▶ [Aim of the task]
From the article on Twitter handles below, pull out the passage starting with "Take @the. Or" and going on through "works at Twitter.", copied word for word.

▶ [Article]
# # #

The Twitter handle has become a keystone of modern identity, so much so that some parents have begun reserving their children’s names for them at birth. We understand these days that while the Internet frontier may look limitless, a lot of the best land has already been grabbed up.
Take @the. Or @be. Or @or, for that matter. Of the 25 most common words in the English language, only one — I — doesn’t have an associated account. And while that may amount to nothing more than a passing triviality, it is a pretty intriguing statistic — not to mention a glimpse at an earlier, weirder, more intimate Twitter, which relatively few modern users have seen. These, for instance, are the 25 most-common words:
@The: Tyler Pilgrim, joined March 2009, works at Twitter.
@Be: Nick Green, joined January 2012, has only sent four tweets — one of them about pirates.
@To: Trevor Owens, joined June 2007, CEO of Javelin.
@Of: No name listed, joined December 2008, tweets in Japanese.
@And: Anders M, joined July 2007, software engineer.
@A: Andrei Zmievski, joined March 2007, software architect.
@In: No name listed, joined August 2012, location is set as “The Bank.”
@That: “Bad Karma,” joined April 2007, follows two people — has never tweeted.
@Have: The Twitter retail start-up WhachaCha, joined March 2009, promises a summer launch.

# # #

▶ [Provided material]
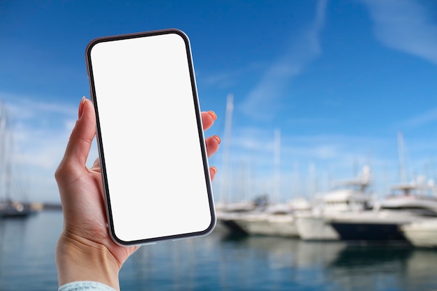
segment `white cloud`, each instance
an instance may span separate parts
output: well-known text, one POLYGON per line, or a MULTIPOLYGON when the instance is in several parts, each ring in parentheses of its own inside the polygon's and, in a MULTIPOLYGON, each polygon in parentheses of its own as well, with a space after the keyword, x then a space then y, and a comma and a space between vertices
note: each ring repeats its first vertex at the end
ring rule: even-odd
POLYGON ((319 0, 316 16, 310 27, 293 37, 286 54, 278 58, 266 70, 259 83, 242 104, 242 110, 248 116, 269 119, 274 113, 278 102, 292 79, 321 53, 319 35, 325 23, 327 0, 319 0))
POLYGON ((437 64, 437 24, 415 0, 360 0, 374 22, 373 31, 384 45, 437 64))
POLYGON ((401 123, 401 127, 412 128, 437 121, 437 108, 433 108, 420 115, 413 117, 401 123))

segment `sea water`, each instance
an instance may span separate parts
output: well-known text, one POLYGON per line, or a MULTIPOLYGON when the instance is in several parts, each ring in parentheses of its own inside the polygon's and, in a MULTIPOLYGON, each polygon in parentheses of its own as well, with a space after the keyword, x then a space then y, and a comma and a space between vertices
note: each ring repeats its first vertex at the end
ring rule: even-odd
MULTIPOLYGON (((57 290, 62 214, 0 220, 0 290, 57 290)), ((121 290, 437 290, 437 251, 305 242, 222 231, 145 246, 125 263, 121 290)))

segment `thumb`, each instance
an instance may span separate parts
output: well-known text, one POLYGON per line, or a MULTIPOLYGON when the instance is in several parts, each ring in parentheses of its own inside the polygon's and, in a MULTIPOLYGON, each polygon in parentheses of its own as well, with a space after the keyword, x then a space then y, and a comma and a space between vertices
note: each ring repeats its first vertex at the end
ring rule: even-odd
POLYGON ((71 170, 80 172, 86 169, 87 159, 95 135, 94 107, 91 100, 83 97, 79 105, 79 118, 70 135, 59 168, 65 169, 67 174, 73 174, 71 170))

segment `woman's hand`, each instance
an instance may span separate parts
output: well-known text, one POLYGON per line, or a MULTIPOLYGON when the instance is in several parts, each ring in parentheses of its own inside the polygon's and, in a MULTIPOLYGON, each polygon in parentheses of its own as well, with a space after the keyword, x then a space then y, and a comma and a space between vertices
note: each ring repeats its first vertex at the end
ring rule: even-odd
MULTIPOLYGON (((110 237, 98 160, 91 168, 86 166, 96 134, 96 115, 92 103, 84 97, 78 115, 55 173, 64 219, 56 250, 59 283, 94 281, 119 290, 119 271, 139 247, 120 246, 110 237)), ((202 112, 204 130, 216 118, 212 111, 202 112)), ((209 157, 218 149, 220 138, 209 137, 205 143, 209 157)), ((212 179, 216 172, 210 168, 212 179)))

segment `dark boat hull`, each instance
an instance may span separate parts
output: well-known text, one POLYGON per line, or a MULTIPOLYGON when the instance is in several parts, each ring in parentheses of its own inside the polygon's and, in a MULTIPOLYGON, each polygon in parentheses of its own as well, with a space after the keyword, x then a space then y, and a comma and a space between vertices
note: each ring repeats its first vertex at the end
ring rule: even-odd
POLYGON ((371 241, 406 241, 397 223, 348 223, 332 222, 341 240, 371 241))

# # #

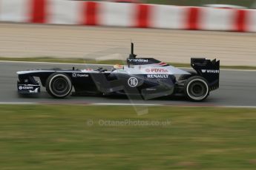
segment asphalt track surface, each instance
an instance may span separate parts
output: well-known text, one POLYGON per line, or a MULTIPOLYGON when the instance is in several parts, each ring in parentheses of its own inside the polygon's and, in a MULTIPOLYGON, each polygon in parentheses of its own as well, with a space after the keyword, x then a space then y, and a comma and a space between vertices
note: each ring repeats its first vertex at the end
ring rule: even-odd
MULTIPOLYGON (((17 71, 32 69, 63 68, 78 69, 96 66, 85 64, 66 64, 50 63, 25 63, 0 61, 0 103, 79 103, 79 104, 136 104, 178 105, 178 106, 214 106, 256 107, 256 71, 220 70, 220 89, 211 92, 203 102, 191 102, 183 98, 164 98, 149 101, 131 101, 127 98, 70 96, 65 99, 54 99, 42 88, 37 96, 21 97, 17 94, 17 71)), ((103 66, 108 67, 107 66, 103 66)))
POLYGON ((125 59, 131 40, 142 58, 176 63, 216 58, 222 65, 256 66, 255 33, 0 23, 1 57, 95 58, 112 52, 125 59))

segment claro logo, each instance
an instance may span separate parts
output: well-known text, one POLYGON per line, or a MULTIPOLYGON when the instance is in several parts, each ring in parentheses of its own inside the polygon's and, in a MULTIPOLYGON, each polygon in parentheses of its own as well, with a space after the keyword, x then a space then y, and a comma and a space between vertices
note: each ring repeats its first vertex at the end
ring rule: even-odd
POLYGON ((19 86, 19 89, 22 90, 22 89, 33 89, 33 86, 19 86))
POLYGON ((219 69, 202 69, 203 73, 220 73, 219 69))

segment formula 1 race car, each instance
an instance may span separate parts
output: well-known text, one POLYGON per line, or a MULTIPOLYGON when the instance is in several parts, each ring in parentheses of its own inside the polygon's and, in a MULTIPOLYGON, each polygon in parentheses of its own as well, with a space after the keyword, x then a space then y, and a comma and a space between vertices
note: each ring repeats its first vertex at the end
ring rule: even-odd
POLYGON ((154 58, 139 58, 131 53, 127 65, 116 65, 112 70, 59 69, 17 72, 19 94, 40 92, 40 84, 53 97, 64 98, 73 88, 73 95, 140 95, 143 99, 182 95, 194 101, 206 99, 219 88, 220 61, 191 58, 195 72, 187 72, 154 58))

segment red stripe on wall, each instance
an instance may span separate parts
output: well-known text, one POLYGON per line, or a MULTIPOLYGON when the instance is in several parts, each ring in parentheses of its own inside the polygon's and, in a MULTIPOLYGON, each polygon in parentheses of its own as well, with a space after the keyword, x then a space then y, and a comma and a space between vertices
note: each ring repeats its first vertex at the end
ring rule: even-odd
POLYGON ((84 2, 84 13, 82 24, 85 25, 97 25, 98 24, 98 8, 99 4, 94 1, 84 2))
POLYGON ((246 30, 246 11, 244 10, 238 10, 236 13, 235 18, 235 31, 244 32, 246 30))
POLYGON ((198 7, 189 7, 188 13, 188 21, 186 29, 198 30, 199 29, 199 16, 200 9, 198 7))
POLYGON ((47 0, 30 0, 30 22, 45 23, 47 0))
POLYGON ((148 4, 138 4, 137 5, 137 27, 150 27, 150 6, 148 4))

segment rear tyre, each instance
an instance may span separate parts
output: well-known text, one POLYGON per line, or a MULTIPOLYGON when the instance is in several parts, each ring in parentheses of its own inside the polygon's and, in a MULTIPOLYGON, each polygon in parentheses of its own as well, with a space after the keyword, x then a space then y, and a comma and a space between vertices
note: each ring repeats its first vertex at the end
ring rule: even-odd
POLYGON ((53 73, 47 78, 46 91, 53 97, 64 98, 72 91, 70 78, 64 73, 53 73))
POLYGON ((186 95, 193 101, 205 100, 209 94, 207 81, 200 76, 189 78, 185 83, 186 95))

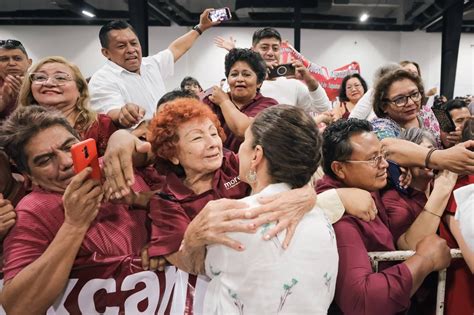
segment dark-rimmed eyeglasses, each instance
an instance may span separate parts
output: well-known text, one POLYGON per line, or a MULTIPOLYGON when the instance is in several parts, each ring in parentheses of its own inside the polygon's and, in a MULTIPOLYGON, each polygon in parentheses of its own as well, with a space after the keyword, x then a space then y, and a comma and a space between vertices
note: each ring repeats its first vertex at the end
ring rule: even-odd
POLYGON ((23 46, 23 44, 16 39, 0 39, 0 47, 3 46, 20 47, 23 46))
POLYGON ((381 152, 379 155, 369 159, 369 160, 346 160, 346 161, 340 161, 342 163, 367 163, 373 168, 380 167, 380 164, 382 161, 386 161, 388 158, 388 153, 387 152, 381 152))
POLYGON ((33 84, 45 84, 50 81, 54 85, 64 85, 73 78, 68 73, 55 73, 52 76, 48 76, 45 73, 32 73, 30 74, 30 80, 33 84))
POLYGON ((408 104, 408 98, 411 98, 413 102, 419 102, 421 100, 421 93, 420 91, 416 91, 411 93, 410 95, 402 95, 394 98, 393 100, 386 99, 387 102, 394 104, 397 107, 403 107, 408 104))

# # #

▶ [Correct output]
Take @the. Or @be. Or @or, for that matter. Of the 25 most common words in the English language, only one — I — doesn’t have an associated account. And while that may amount to nothing more than a passing triviality, it is a pretty intriguing statistic — not to mention a glimpse at an earlier, weirder, more intimate Twitter, which relatively few modern users have seen. These, for instance, are the 25 most-common words:
@The: Tyler Pilgrim, joined March 2009, works at Twitter.